- **Given text**:

PDA

View Full Version : Did I do the right thing *verbal abuse*


Casper_Fading
02-03-2008, 07:52 AM
So Wednesday night last week my fiance's sister (my fiance was away) comes into my room and says "i think i just dumped aaron". That's her boyfriend (ASSHOLE). Now I spent the night from 11pm till 4 am looking after her while she and he text each other (he normally lives here with us but was away for the week) and he said some really horrible things. Such as "you're a f*ckwit" *don't threaten me with no sex i'll f*ck you whenever I want* They've never actually had intercourse just the touching and stuff. And one of my absolute faves *the only reason you want to break up with me is so you can sleep with all my mates* so not only is he an asshole. He's an arrogant asshole he kept saying *you know i'm the best boyfriend you'll ever have. YOu'll never get anything better or bigger than me". ASSSSSSSSSSSSSSSHOOOOOOOLE! Anywho, on with the saga. I let mel borrow my phone to ring me because she wanted to talk and they talked for an hour and when she hung up on him she was so angry and was ready to start packing up his things. Then he kept messaging her to ring back so I said fine, you have 20 minutes. He went from being a prick to the whole sobby voice and 20 minutes later she said "bye hun we'll sort it out whe you get back." I was like... WHAT!!! So anyways, that was it. He didn't come back when he was supposed to (friday) becasue there was a party he wanted to go to. He come back saturday night and straight away she lets him back into her bed. Now last night I walked into the loungeroom just after he got home and I just looked at him. I didn't say anthing, I looked and walked past and he goes "fuuuuuucking hell" at me. I just ignored him.

Anyways, today (just a little while ago) anthony (my fiance) went and talked to Mel (boyfriend is out again) and she told him that it was all fine now and everything was fixed. He told me.. i was like... WHAT?!?!?!?! I said if she's going to continue to defend him i'll tell you what he said. I had promised Mel I wouldn't becasue I assumed she'd have the common f*cking sense to dump the d*ckhead. But no. So I told him.... Aaron is lucky he was out. Anthony was so angry. As you would be if anyone spoke to your little sister like that! I'd KILL a guy who spoke to my sister(s) like that. And he rang aaron and basically told him to get out. Aaron said you can't get rid of me. So anthony rang his other brother (who aaron use to be friends with) and told him what was said and told him to tell aaron to get out. So yes. Just a moment ago mel stormed out of the house gave me a dagger laden glare and stormed off down the street. I'm assuming aaron is already whining to her about it. It wouldn't have taken long, the stupid pissant.

My worry is that i've done the wrong thing. Should I have broken my word and let it go on? Or did I do the right thing by telling Anthony. The big thing is that aaron has made mel miserable on a regular basis for the past... 4 months or so. But as soon as he gets all teary eyed (could be a professional actor for ****s sake) she gives in and forgives him. So yeah... did I do the right thing?

- **Challenges**:
[1] Name each person mentioned by first name in the forum post about verbal abuse, and give that person's relationship as the post describes it.
[2] Please continue the forum post about verbal abuse from the point where it stops.

- **Dataset entries**:
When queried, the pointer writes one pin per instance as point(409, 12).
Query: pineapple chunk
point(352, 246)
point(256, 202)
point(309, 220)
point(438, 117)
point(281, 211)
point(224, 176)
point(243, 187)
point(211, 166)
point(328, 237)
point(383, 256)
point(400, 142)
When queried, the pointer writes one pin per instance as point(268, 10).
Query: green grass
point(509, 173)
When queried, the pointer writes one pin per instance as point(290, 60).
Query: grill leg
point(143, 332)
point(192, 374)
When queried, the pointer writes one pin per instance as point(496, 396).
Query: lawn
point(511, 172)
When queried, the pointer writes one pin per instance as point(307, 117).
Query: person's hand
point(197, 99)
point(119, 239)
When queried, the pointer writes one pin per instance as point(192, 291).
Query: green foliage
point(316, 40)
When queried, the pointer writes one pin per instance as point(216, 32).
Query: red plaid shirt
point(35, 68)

- **The answers**:
[1]
Mel: the sister of the poster's fiancé
Aaron: Mel's boyfriend
Anthony: the poster's fiancé

[2]
fitofdestiny
02-03-2008, 08:55 AM
You can only try to warn her that that relationship is leading no where good. While I don't think you did anything wrong, I'm also afraid it may not have done anything good. I was in a relationship like that and what I learned is that you never listen to common sense. You just kind of keep going until you reach your breaking point. No matter how much other people try to show you the truth, you prefer to be sucked back in. Good luck with it hon and I'm sure it will work itself out. *hugs*

blondiebear
02-03-2008, 06:41 PM
I'm shaking my head in disbelief. What a mess. I think like fitofdestiny that you can't do anything about mel's relationship with aaron.

What you and Anthony can do is make standards of safety for where you live. No violence. No shouting when others are trying to sleep. If those things happen, if aaron is threatening mel with violence, or the other way, then it is a matter of safety and you and anthony can take action.

chocostashchick
02-03-2008, 07:20 PM
i think you did the right thing in telling her.
she has the right to make her own decisions, her own mistakes, but at least now you know she is making an informed decision (albeit a rather bad one) and you did what you could.


susan is right, to, that you and anthony can at least set some good standards for your place. i just hope your sister comes around soon and realises what a horrible person that aaron is.
xxxooo

pea soup
03-03-2008, 02:49 AM
^^^^^i agree.
there is only so much that you can allow at your own home.
and your fiance needed to know how his sister was being treated.
so yes.....you were right.
much love.
xxxxxxxxxx

Casper_Fading
03-03-2008, 07:59 AM
Anthony has told Aaron that he can't live here for 4 months. Which I think is reasonable. Mel is just saying she is going to keep missing him and that it's going to sort things out but now that he's not living here it's going to take so much longer now that he's apart from her... I said "if being together is what was needed you'd be great! you've been living together from day one!" but yeah... I think space is good for both of them. They've never had any and maybe she'll finally realise what's happening!

Thanks everyone! I went out after I wrote this and talked to my nan's best friend about it and she reminded me of a very important thing.. Mel is only 18 and she's still a kid. She's also use to being the pampered princess (only girl with 5 brothers) and them not ever saying a harsh word to her and her nose is out of joint because anthony put his foot down! So yeah, i'm just treating her like i'd treat my sister and it seems to be okay.

*blows kisses*

chocostashchick
03-03-2008, 10:46 PM
that's a good point your nan's friend had
it's good that anthony is setting limits and it will be good for mel to have some space apart and get used to not always having her way!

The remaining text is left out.